Saved entries
----------

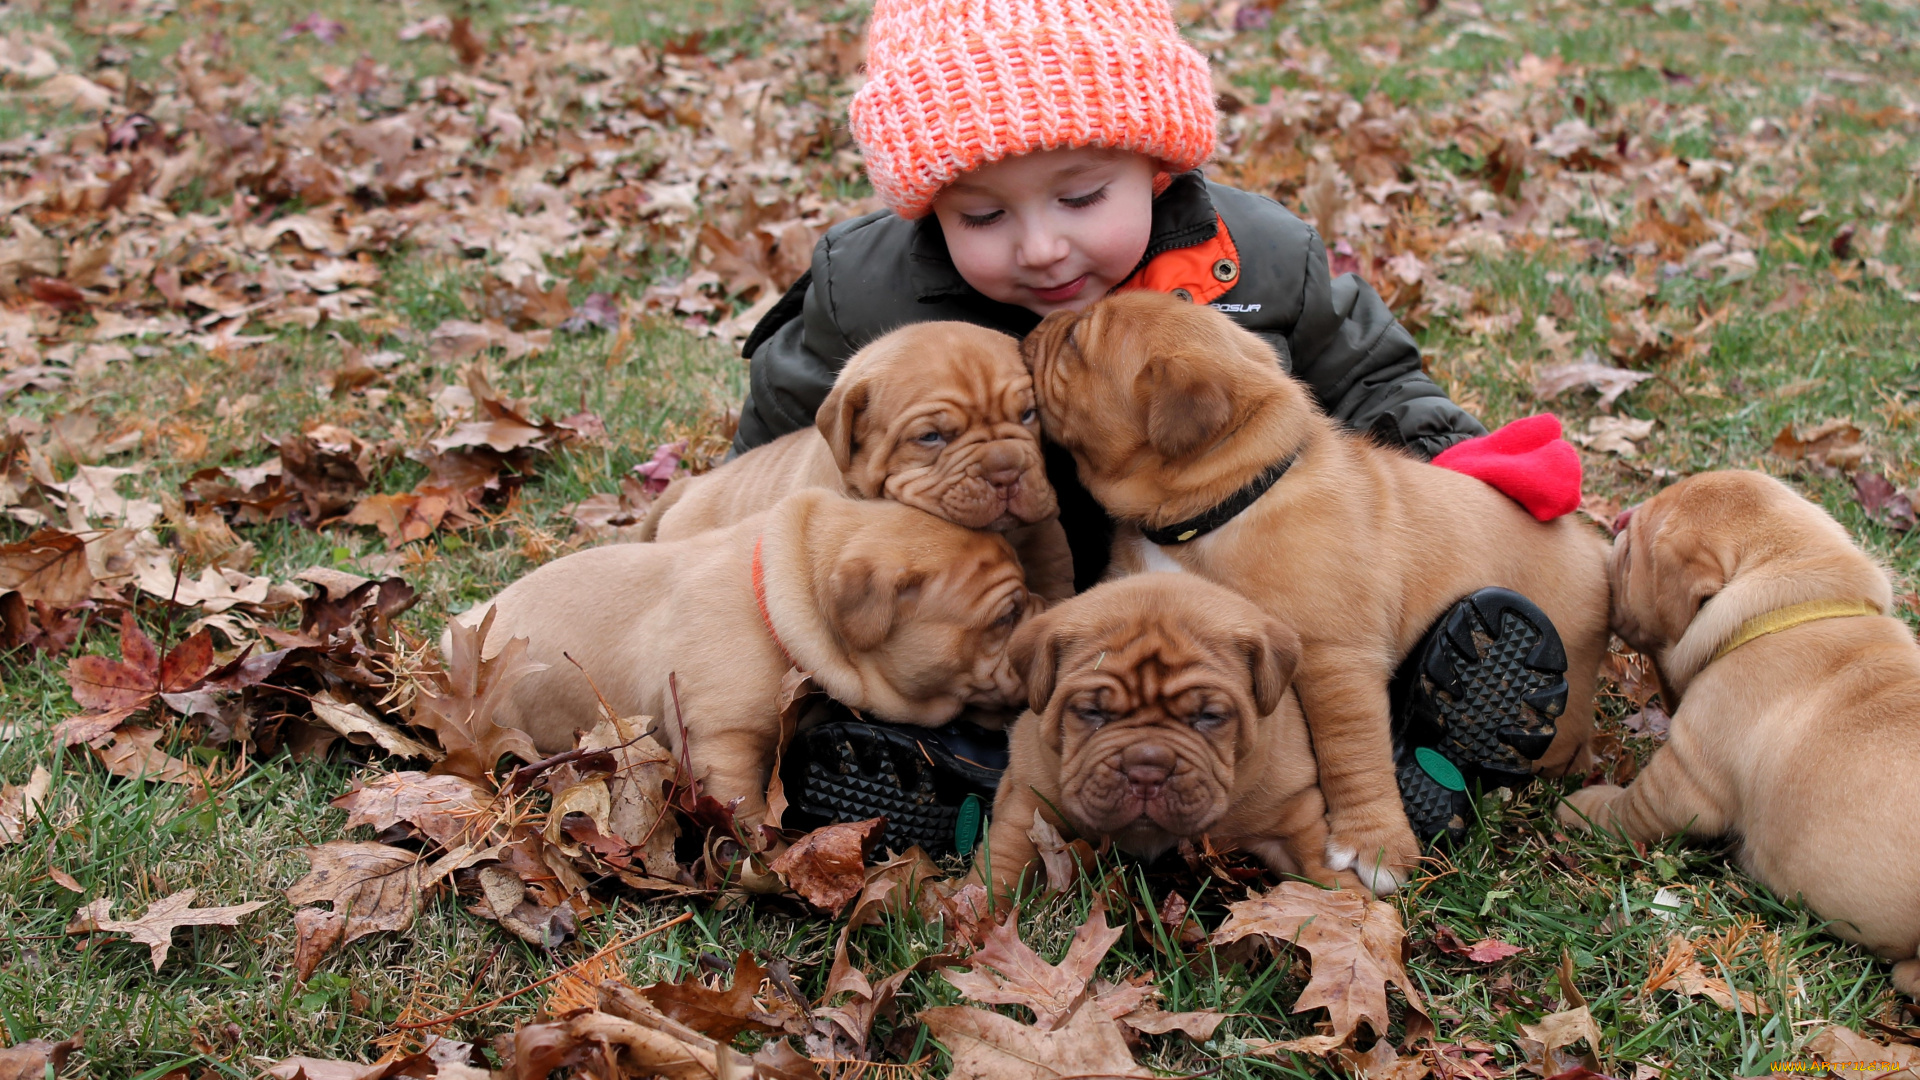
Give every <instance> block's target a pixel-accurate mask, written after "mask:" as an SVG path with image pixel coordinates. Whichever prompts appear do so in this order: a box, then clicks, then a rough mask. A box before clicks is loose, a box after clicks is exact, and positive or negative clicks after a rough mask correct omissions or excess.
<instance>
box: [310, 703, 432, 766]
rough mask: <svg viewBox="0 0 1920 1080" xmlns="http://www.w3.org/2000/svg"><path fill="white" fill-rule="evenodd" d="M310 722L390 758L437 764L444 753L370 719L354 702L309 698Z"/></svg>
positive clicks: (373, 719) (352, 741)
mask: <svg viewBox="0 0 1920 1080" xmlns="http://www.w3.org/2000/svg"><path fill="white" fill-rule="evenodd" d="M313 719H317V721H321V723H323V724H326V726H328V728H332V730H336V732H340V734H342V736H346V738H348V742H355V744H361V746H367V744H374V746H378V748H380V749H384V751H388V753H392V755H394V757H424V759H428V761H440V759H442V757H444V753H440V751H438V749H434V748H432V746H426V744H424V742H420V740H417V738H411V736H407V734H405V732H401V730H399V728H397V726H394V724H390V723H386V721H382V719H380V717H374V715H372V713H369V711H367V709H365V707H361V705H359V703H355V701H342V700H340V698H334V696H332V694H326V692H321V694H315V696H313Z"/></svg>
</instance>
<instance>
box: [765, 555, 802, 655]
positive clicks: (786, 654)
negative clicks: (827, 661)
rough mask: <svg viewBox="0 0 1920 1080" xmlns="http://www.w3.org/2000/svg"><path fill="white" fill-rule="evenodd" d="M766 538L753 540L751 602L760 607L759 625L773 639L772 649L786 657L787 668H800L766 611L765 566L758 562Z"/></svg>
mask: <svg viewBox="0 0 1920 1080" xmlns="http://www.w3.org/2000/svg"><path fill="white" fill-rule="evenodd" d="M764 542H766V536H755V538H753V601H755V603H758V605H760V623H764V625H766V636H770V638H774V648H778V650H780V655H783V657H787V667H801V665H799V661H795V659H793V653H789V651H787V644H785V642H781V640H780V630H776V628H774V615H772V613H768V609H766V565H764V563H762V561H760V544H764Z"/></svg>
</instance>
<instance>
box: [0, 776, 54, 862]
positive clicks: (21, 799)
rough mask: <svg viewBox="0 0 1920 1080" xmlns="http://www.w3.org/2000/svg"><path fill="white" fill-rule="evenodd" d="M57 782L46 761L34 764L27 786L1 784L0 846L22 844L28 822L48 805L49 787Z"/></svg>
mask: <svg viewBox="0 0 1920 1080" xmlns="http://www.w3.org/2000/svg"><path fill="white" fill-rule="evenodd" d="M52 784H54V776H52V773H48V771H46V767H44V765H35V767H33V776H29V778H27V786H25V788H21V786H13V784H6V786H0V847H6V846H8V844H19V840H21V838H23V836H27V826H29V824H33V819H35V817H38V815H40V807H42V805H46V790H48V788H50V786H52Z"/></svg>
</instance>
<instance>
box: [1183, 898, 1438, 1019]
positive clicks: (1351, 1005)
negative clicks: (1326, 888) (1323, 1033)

----------

> **TASK TO COMPLETE**
Please rewrite every line of the material above as a JSON list of strings, one string per line, leaving out blank lines and the pictures.

> **SOLUTION TO THIS TASK**
[
  "Give every <instance> block's target a pixel-accurate mask, written after \"mask:\" as an SVG path with image pixel coordinates. Whichever prompts appear do so in this order: a box, then clicks, then a rough mask. A box before clicks is loose, a box after clicks is exact, and positive or negative clicks after a rough mask correct omissions or excess.",
  "<instance>",
  "box: [310, 703, 432, 766]",
  "rough mask: <svg viewBox=\"0 0 1920 1080\" xmlns=\"http://www.w3.org/2000/svg\"><path fill=\"white\" fill-rule=\"evenodd\" d=\"M310 722L390 758L437 764L444 753L370 719L354 702L309 698Z\"/></svg>",
  "positive clicks: (373, 719) (352, 741)",
  "mask: <svg viewBox=\"0 0 1920 1080\" xmlns=\"http://www.w3.org/2000/svg\"><path fill=\"white\" fill-rule=\"evenodd\" d=\"M313 719H317V721H321V723H323V724H326V726H328V728H332V730H336V732H340V734H342V736H346V738H348V742H355V744H361V746H367V744H374V746H378V748H380V749H384V751H388V753H392V755H394V757H424V759H428V761H440V759H442V757H444V753H440V751H438V749H434V748H432V746H426V744H424V742H420V740H417V738H411V736H407V734H405V732H401V730H399V728H397V726H394V724H390V723H386V721H382V719H380V717H374V715H372V713H369V711H367V709H365V707H361V705H359V703H355V701H342V700H340V698H334V696H332V694H326V692H321V694H315V696H313Z\"/></svg>",
  "</instance>",
  "<instance>",
  "box: [765, 555, 802, 655]",
  "positive clicks: (786, 654)",
  "negative clicks: (827, 661)",
  "rough mask: <svg viewBox=\"0 0 1920 1080\" xmlns=\"http://www.w3.org/2000/svg\"><path fill=\"white\" fill-rule=\"evenodd\" d=\"M766 538L753 540L751 602L760 607L759 625L773 639L772 649L786 657L787 668H800L766 611L765 566L758 562Z\"/></svg>",
  "mask: <svg viewBox=\"0 0 1920 1080\" xmlns=\"http://www.w3.org/2000/svg\"><path fill=\"white\" fill-rule=\"evenodd\" d=\"M764 542H766V536H755V538H753V601H755V603H758V605H760V623H764V625H766V636H770V638H774V648H778V650H780V655H783V657H787V667H801V665H799V661H795V659H793V653H789V651H787V644H785V642H781V640H780V630H776V628H774V615H772V613H768V609H766V565H764V563H762V561H760V544H764Z\"/></svg>",
  "</instance>",
  "<instance>",
  "box: [0, 776, 54, 862]",
  "positive clicks: (21, 799)",
  "rough mask: <svg viewBox=\"0 0 1920 1080\" xmlns=\"http://www.w3.org/2000/svg\"><path fill=\"white\" fill-rule=\"evenodd\" d=\"M57 782L46 761L34 764L27 786L1 784L0 846L22 844L28 822L48 805L49 787Z\"/></svg>",
  "mask: <svg viewBox=\"0 0 1920 1080\" xmlns=\"http://www.w3.org/2000/svg\"><path fill=\"white\" fill-rule=\"evenodd\" d=\"M52 784H54V776H52V773H48V771H46V767H44V765H35V767H33V776H29V778H27V786H25V788H21V786H13V784H6V786H0V847H6V846H8V844H19V840H21V838H23V836H27V826H29V824H33V819H35V817H38V815H40V807H42V805H46V790H48V788H50V786H52Z\"/></svg>",
  "</instance>",
  "<instance>",
  "box: [1183, 898, 1438, 1019]",
  "positive clicks: (1351, 1005)",
  "negative clicks: (1326, 888) (1323, 1033)"
]